Text section:
** BEGIN **

The non-profit group cites Amtrak’s rising costs as a leading factor in its decision to cancel the annual excursions. Society officials tell Trains News Wire the organization has received two price quotes this year for operating the New River Train. Amtrak provided its first quote in January, but just a couple of weeks ago, a revised quote was emailed to the organization with a 9.6 percent cost increase. The passenger railroad cited rising labor costs for the unexpected hike.

Chris Lockwood, the organization’s general manager, says these figures and Amtrak’s ability to implement new prices and policies with 60-days notice makes it financially impractical to plan and market excursion trains for the third and four weekends of October.

Cancelling 2019’s excursions dates builds upon an already troublesome 2018 excursion season when the New River Train suffered a financial loss of more than $100,000 due to Amtrak mid-season tariff hikes. Lockwood says the organization built its operating budget based on Amtrak’s Oct. 1, 2017 tariff increase, but new private car policies and a mid-season tariff hike in 2018 skewed the group’s budget. The group still has unpaid bills from last year.

News Wire asked the organization to explain the cost increase and if measures were taken to protect the organization from suffering a loss after learning of the rate increase.

Joe Rosenthal, the organization’s assistant general manager, is responsible for calculating operating costs, securing private cars from across the country, and coordinating those logistics and fees. He says there are two types of costs the society calculates.

First, the organization budgets for mileage costs in transporting all of the privately owned railcars to a central point, like Chicago or Washington, D.C., to be placed on a dedicated deadhead train to Huntington. Rosenthal says those cars travel from all across the nation.

When the organization was budgeting for its trips last year, the mileage rate was $2.90 per mile, as outlined in the passenger railroad’s Oct 1, 2017 addendum to the private car tariff. In May 2018, Amtrak increased the rate to $3.26 per mile. On Jan. 1, 2019, the rate became $3.67 per mile, an increase of more than 26 percent since October 2017.

Secondly, the organization requests a rate from Amtrak to move the equipment to Huntington and operate the four-day excursion using Amtrak locomotives and personnel. Amtrak’s charter and special movements office is responsible for calculating and issuing these rates.

Rosenthal says both mileage and the operating cost of the New River Train saw multiple layers of unexpected price increases in 2018. In addition, Amtrak cut Huntington as an intermediate stop where passenger cars could be added or dropped by the Cardinal. This forced the organization to accept Amtrak’s deadhead costs from Chicago, which were figured in the overall operating rate.

“We began adjusting our expenses by reducing food costs, supplies, and administrative expenses. These had minimal impact on our operation because of the significance of the operating cost increase,” Lockwood says.

The organization also had to spend more money advertising the excursions because its marketing schedule was delayed due to uncertainty with Amtrak’s new policies in early 2018.

“The lessons we’ve learned in 2018 and Amtrak’s ability to once again increase these costs – just like the 9.6 percent hike we’ve already seen once in 2019 – is bad business to move forward and try to continue this tradition despite its economic validity and value to southern West Virginia,” Lockwood says.

“We appreciate many people stepping forward to assist in this difficult time. We thank the office of U.S. Sen. Joe Manchin (D-W.Va.) for calling on Amtrak to explain its rate increases and try to reverse this trend. We gave it our best effort, but this is the only viable option now,” the organization said in a statement issued to its membership Tuesday night.

** END **

Output the New River Train article word for word, from "First, the organization" up to and including "issuing these rates.". Answer from the New River Train article alone.

Provided data:
** BEGIN **

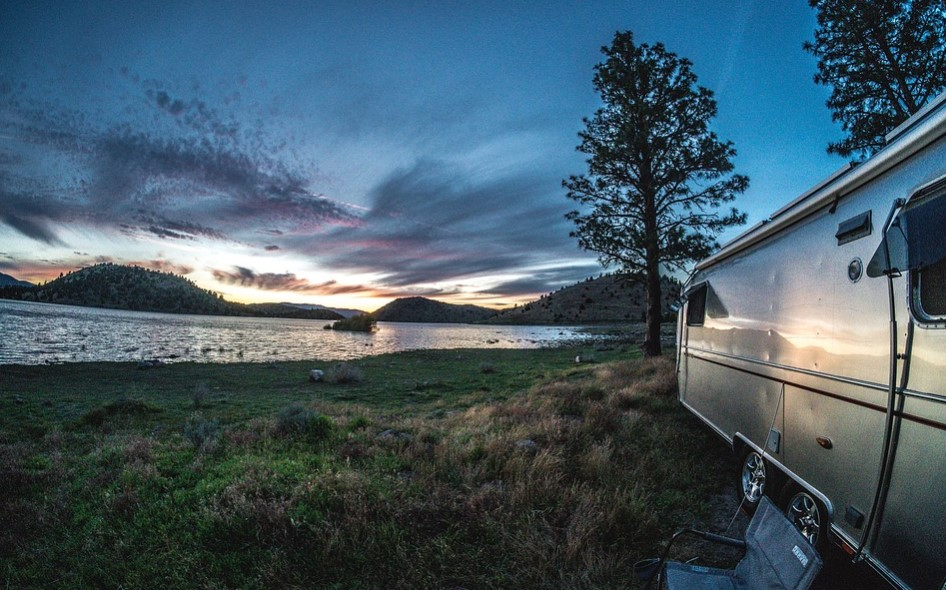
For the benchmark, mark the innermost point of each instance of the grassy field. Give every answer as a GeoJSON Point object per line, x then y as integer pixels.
{"type": "Point", "coordinates": [436, 469]}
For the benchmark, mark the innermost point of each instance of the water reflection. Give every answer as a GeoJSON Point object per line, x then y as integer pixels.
{"type": "Point", "coordinates": [35, 333]}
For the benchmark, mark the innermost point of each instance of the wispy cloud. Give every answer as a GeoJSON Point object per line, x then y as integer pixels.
{"type": "Point", "coordinates": [436, 223]}
{"type": "Point", "coordinates": [175, 168]}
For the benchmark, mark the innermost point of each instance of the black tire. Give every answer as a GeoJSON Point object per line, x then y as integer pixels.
{"type": "Point", "coordinates": [753, 473]}
{"type": "Point", "coordinates": [807, 513]}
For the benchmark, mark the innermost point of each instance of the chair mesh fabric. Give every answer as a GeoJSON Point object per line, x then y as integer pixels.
{"type": "Point", "coordinates": [777, 557]}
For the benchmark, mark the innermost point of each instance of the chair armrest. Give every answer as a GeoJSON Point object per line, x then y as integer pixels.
{"type": "Point", "coordinates": [738, 543]}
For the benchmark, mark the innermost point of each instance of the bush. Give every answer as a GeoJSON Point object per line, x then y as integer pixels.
{"type": "Point", "coordinates": [297, 420]}
{"type": "Point", "coordinates": [200, 394]}
{"type": "Point", "coordinates": [358, 323]}
{"type": "Point", "coordinates": [203, 434]}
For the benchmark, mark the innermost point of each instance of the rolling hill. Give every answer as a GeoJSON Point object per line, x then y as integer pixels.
{"type": "Point", "coordinates": [420, 309]}
{"type": "Point", "coordinates": [8, 281]}
{"type": "Point", "coordinates": [607, 299]}
{"type": "Point", "coordinates": [134, 288]}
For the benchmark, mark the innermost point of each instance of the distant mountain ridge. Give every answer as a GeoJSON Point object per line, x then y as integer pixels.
{"type": "Point", "coordinates": [134, 288]}
{"type": "Point", "coordinates": [607, 299]}
{"type": "Point", "coordinates": [8, 281]}
{"type": "Point", "coordinates": [614, 298]}
{"type": "Point", "coordinates": [421, 309]}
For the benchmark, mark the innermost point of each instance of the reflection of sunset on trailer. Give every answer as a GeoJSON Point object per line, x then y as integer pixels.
{"type": "Point", "coordinates": [816, 343]}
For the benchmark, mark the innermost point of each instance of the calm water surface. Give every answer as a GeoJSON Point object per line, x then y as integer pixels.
{"type": "Point", "coordinates": [35, 333]}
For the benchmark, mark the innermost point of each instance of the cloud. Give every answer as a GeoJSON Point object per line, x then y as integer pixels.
{"type": "Point", "coordinates": [290, 282]}
{"type": "Point", "coordinates": [246, 277]}
{"type": "Point", "coordinates": [177, 169]}
{"type": "Point", "coordinates": [435, 223]}
{"type": "Point", "coordinates": [545, 281]}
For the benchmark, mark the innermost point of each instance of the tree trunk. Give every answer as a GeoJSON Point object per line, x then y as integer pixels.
{"type": "Point", "coordinates": [652, 263]}
{"type": "Point", "coordinates": [652, 335]}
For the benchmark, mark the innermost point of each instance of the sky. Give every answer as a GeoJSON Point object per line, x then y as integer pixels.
{"type": "Point", "coordinates": [350, 153]}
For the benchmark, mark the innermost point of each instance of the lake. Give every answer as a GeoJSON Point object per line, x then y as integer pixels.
{"type": "Point", "coordinates": [37, 333]}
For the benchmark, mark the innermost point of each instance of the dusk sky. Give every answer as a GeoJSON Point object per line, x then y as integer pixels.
{"type": "Point", "coordinates": [348, 153]}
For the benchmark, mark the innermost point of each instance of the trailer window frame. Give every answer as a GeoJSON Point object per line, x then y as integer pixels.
{"type": "Point", "coordinates": [928, 303]}
{"type": "Point", "coordinates": [696, 304]}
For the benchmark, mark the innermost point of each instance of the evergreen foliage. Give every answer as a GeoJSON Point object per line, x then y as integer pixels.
{"type": "Point", "coordinates": [656, 175]}
{"type": "Point", "coordinates": [884, 59]}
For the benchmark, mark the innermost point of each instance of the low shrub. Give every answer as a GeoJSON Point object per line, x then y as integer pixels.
{"type": "Point", "coordinates": [345, 373]}
{"type": "Point", "coordinates": [202, 433]}
{"type": "Point", "coordinates": [200, 394]}
{"type": "Point", "coordinates": [297, 420]}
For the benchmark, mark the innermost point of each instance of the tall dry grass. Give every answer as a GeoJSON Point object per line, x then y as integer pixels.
{"type": "Point", "coordinates": [564, 485]}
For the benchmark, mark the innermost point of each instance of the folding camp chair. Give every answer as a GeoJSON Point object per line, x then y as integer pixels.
{"type": "Point", "coordinates": [777, 557]}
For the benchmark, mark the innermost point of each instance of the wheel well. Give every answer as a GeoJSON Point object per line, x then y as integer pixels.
{"type": "Point", "coordinates": [777, 477]}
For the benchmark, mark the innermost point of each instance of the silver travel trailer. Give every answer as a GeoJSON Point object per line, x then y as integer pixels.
{"type": "Point", "coordinates": [815, 343]}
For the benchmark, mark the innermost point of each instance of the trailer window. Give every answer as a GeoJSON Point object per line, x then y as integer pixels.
{"type": "Point", "coordinates": [696, 306]}
{"type": "Point", "coordinates": [929, 292]}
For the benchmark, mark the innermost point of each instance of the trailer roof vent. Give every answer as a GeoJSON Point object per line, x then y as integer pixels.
{"type": "Point", "coordinates": [854, 228]}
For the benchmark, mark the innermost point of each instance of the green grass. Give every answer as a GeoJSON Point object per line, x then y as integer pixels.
{"type": "Point", "coordinates": [429, 472]}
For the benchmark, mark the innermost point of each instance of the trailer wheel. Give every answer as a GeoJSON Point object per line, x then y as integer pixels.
{"type": "Point", "coordinates": [751, 480]}
{"type": "Point", "coordinates": [807, 514]}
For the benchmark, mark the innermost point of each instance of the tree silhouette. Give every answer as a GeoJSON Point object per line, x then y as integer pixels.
{"type": "Point", "coordinates": [656, 174]}
{"type": "Point", "coordinates": [884, 59]}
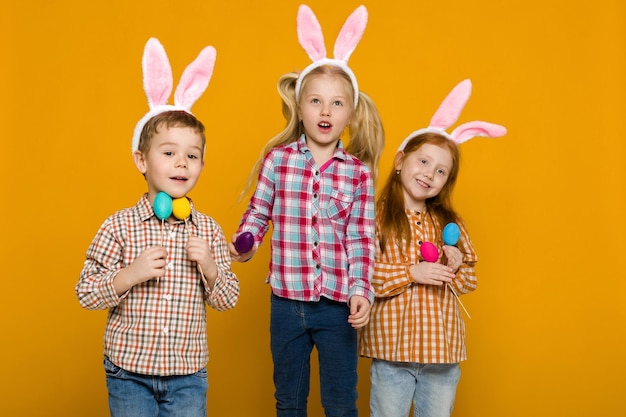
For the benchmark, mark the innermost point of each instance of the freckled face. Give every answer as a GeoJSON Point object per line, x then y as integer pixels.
{"type": "Point", "coordinates": [423, 173]}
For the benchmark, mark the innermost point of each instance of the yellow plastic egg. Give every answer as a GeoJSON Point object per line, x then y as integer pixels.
{"type": "Point", "coordinates": [181, 208]}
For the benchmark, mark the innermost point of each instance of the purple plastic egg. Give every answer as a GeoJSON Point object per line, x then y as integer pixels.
{"type": "Point", "coordinates": [429, 252]}
{"type": "Point", "coordinates": [244, 242]}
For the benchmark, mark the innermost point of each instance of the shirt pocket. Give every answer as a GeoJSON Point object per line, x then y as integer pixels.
{"type": "Point", "coordinates": [339, 206]}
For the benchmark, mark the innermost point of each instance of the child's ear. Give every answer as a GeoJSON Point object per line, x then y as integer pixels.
{"type": "Point", "coordinates": [397, 162]}
{"type": "Point", "coordinates": [140, 162]}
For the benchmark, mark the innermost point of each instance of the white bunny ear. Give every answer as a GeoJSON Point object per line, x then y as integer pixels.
{"type": "Point", "coordinates": [450, 109]}
{"type": "Point", "coordinates": [350, 34]}
{"type": "Point", "coordinates": [158, 83]}
{"type": "Point", "coordinates": [448, 113]}
{"type": "Point", "coordinates": [312, 40]}
{"type": "Point", "coordinates": [310, 33]}
{"type": "Point", "coordinates": [157, 73]}
{"type": "Point", "coordinates": [195, 79]}
{"type": "Point", "coordinates": [468, 130]}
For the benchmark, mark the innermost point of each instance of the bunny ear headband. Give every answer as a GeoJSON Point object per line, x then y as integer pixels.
{"type": "Point", "coordinates": [158, 82]}
{"type": "Point", "coordinates": [312, 40]}
{"type": "Point", "coordinates": [449, 112]}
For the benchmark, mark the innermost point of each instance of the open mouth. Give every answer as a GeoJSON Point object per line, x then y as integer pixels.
{"type": "Point", "coordinates": [423, 184]}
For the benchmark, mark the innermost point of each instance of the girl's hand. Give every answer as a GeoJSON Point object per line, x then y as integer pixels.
{"type": "Point", "coordinates": [240, 257]}
{"type": "Point", "coordinates": [199, 251]}
{"type": "Point", "coordinates": [359, 311]}
{"type": "Point", "coordinates": [454, 256]}
{"type": "Point", "coordinates": [430, 273]}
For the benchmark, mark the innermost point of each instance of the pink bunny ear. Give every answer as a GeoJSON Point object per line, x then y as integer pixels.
{"type": "Point", "coordinates": [310, 33]}
{"type": "Point", "coordinates": [450, 109]}
{"type": "Point", "coordinates": [448, 113]}
{"type": "Point", "coordinates": [350, 34]}
{"type": "Point", "coordinates": [468, 130]}
{"type": "Point", "coordinates": [158, 83]}
{"type": "Point", "coordinates": [195, 78]}
{"type": "Point", "coordinates": [157, 73]}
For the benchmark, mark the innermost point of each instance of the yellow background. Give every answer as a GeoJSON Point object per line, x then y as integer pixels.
{"type": "Point", "coordinates": [545, 205]}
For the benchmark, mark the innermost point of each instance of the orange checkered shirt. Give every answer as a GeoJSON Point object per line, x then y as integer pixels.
{"type": "Point", "coordinates": [412, 322]}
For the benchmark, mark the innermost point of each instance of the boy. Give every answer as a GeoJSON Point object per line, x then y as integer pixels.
{"type": "Point", "coordinates": [155, 276]}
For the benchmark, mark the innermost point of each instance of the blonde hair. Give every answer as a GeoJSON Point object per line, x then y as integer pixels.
{"type": "Point", "coordinates": [366, 133]}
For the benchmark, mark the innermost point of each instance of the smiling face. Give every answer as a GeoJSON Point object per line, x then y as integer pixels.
{"type": "Point", "coordinates": [173, 162]}
{"type": "Point", "coordinates": [423, 173]}
{"type": "Point", "coordinates": [325, 109]}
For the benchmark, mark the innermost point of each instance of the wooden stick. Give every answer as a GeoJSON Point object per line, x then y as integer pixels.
{"type": "Point", "coordinates": [459, 300]}
{"type": "Point", "coordinates": [199, 267]}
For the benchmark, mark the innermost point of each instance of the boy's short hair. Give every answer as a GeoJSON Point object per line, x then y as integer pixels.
{"type": "Point", "coordinates": [172, 118]}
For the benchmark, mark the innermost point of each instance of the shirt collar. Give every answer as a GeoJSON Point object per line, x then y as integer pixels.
{"type": "Point", "coordinates": [340, 152]}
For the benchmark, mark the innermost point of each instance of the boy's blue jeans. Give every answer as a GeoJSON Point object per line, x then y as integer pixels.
{"type": "Point", "coordinates": [295, 328]}
{"type": "Point", "coordinates": [430, 387]}
{"type": "Point", "coordinates": [136, 395]}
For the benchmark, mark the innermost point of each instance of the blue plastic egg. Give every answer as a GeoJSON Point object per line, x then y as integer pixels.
{"type": "Point", "coordinates": [162, 205]}
{"type": "Point", "coordinates": [451, 234]}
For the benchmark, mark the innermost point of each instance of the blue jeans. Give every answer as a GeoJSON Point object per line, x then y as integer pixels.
{"type": "Point", "coordinates": [295, 328]}
{"type": "Point", "coordinates": [136, 395]}
{"type": "Point", "coordinates": [430, 387]}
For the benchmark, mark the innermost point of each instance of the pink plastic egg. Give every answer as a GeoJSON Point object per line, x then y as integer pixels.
{"type": "Point", "coordinates": [429, 252]}
{"type": "Point", "coordinates": [244, 242]}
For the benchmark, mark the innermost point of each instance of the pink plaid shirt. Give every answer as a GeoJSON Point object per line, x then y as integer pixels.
{"type": "Point", "coordinates": [156, 328]}
{"type": "Point", "coordinates": [323, 223]}
{"type": "Point", "coordinates": [411, 322]}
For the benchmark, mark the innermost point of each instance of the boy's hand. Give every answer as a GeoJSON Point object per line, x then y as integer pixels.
{"type": "Point", "coordinates": [148, 265]}
{"type": "Point", "coordinates": [240, 257]}
{"type": "Point", "coordinates": [359, 311]}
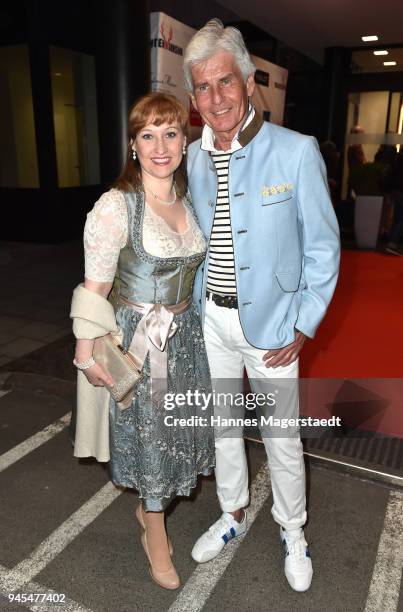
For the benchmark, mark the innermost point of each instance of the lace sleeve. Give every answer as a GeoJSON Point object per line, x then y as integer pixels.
{"type": "Point", "coordinates": [105, 233]}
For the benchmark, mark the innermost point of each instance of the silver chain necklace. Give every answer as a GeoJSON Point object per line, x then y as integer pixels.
{"type": "Point", "coordinates": [166, 202]}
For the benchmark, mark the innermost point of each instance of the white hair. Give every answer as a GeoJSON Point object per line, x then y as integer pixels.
{"type": "Point", "coordinates": [211, 39]}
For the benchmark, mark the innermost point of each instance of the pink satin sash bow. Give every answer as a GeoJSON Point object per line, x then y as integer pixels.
{"type": "Point", "coordinates": [155, 328]}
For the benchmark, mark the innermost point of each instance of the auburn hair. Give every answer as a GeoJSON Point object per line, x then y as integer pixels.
{"type": "Point", "coordinates": [155, 108]}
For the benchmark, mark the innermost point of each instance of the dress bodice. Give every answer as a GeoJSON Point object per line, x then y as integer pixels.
{"type": "Point", "coordinates": [144, 277]}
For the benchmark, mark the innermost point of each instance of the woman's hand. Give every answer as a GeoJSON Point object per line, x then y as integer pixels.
{"type": "Point", "coordinates": [98, 377]}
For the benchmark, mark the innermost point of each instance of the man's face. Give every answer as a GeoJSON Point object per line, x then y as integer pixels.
{"type": "Point", "coordinates": [220, 93]}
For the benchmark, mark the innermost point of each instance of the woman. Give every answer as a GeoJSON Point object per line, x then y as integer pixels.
{"type": "Point", "coordinates": [143, 235]}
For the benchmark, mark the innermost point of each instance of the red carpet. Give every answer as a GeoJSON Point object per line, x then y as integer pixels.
{"type": "Point", "coordinates": [362, 333]}
{"type": "Point", "coordinates": [361, 340]}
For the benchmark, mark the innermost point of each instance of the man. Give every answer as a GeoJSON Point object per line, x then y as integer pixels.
{"type": "Point", "coordinates": [260, 192]}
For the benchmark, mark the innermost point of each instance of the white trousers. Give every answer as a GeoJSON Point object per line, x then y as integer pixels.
{"type": "Point", "coordinates": [228, 353]}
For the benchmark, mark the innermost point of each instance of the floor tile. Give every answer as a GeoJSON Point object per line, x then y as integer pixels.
{"type": "Point", "coordinates": [38, 330]}
{"type": "Point", "coordinates": [21, 346]}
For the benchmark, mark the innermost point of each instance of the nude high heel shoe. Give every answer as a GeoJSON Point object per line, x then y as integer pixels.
{"type": "Point", "coordinates": [139, 516]}
{"type": "Point", "coordinates": [166, 580]}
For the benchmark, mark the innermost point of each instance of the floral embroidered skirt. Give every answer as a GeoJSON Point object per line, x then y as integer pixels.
{"type": "Point", "coordinates": [150, 452]}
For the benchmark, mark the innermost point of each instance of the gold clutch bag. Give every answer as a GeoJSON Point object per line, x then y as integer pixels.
{"type": "Point", "coordinates": [121, 365]}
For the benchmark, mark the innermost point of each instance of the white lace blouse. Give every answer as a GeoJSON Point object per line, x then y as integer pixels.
{"type": "Point", "coordinates": [105, 234]}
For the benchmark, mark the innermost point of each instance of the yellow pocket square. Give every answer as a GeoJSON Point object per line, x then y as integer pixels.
{"type": "Point", "coordinates": [274, 189]}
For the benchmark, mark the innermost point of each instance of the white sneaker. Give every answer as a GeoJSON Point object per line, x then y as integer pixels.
{"type": "Point", "coordinates": [213, 541]}
{"type": "Point", "coordinates": [298, 564]}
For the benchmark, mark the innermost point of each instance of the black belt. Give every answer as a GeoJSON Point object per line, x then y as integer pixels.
{"type": "Point", "coordinates": [227, 301]}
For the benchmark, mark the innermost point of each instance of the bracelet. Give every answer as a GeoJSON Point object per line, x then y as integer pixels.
{"type": "Point", "coordinates": [84, 365]}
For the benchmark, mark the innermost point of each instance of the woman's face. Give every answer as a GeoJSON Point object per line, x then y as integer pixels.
{"type": "Point", "coordinates": [159, 149]}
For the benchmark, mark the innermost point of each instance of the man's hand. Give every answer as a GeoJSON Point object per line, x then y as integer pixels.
{"type": "Point", "coordinates": [286, 355]}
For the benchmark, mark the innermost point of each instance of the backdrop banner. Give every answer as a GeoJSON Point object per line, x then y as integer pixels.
{"type": "Point", "coordinates": [270, 91]}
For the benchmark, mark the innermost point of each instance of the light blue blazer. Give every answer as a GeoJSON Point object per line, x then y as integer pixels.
{"type": "Point", "coordinates": [284, 231]}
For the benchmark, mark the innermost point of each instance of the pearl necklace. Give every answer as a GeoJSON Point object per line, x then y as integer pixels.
{"type": "Point", "coordinates": [166, 202]}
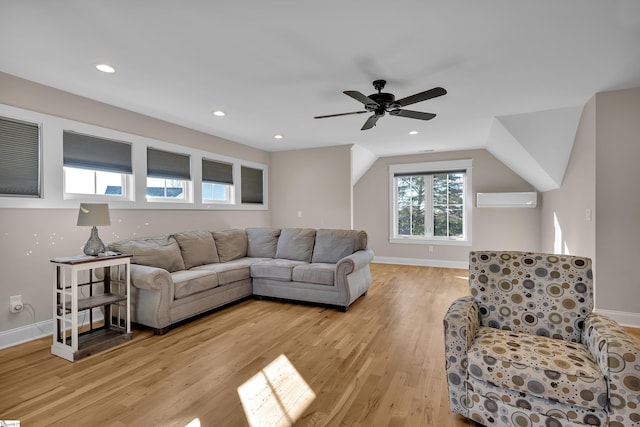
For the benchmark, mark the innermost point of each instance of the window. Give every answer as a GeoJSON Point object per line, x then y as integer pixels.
{"type": "Point", "coordinates": [217, 182]}
{"type": "Point", "coordinates": [96, 167]}
{"type": "Point", "coordinates": [252, 185]}
{"type": "Point", "coordinates": [168, 176]}
{"type": "Point", "coordinates": [429, 202]}
{"type": "Point", "coordinates": [19, 158]}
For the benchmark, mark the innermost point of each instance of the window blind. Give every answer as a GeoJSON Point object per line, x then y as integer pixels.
{"type": "Point", "coordinates": [401, 174]}
{"type": "Point", "coordinates": [220, 173]}
{"type": "Point", "coordinates": [95, 153]}
{"type": "Point", "coordinates": [168, 165]}
{"type": "Point", "coordinates": [19, 158]}
{"type": "Point", "coordinates": [251, 185]}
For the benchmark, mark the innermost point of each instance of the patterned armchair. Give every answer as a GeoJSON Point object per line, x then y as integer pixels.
{"type": "Point", "coordinates": [525, 348]}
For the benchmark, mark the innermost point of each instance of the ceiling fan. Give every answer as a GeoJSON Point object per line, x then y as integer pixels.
{"type": "Point", "coordinates": [381, 103]}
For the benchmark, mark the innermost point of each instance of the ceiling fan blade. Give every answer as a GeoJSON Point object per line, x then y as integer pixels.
{"type": "Point", "coordinates": [412, 114]}
{"type": "Point", "coordinates": [371, 122]}
{"type": "Point", "coordinates": [360, 97]}
{"type": "Point", "coordinates": [422, 96]}
{"type": "Point", "coordinates": [340, 114]}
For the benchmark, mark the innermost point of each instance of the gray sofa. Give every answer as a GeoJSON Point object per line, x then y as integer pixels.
{"type": "Point", "coordinates": [178, 276]}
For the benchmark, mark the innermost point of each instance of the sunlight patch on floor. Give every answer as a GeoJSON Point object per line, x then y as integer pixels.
{"type": "Point", "coordinates": [275, 396]}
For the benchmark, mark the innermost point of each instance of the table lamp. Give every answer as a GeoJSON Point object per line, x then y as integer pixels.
{"type": "Point", "coordinates": [93, 214]}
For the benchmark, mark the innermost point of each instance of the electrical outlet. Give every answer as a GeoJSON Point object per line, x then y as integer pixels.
{"type": "Point", "coordinates": [15, 302]}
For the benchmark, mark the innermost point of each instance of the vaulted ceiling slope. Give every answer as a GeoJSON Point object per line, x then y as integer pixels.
{"type": "Point", "coordinates": [274, 65]}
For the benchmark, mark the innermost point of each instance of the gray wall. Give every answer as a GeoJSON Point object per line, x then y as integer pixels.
{"type": "Point", "coordinates": [311, 188]}
{"type": "Point", "coordinates": [603, 175]}
{"type": "Point", "coordinates": [29, 238]}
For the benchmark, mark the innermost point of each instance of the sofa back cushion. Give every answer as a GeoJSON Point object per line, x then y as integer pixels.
{"type": "Point", "coordinates": [333, 245]}
{"type": "Point", "coordinates": [231, 244]}
{"type": "Point", "coordinates": [296, 244]}
{"type": "Point", "coordinates": [262, 242]}
{"type": "Point", "coordinates": [161, 252]}
{"type": "Point", "coordinates": [197, 248]}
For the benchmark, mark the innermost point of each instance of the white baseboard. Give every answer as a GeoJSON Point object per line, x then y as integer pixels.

** END **

Exercise response:
First, the organization budgets for mileage costs in transporting all of the privately owned railcars to a central point, like Chicago or Washington, D.C., to be placed on a dedicated deadhead train to Huntington. Rosenthal says those cars travel from all across the nation.

When the organization was budgeting for its trips last year, the mileage rate was $2.90 per mile, as outlined in the passenger railroad’s Oct 1, 2017 addendum to the private car tariff. In May 2018, Amtrak increased the rate to $3.26 per mile. On Jan. 1, 2019, the rate became $3.67 per mile, an increase of more than 26 percent since October 2017.

Secondly, the organization requests a rate from Amtrak to move the equipment to Huntington and operate the four-day excursion using Amtrak locomotives and personnel. Amtrak’s charter and special movements office is responsible for calculating and issuing these rates.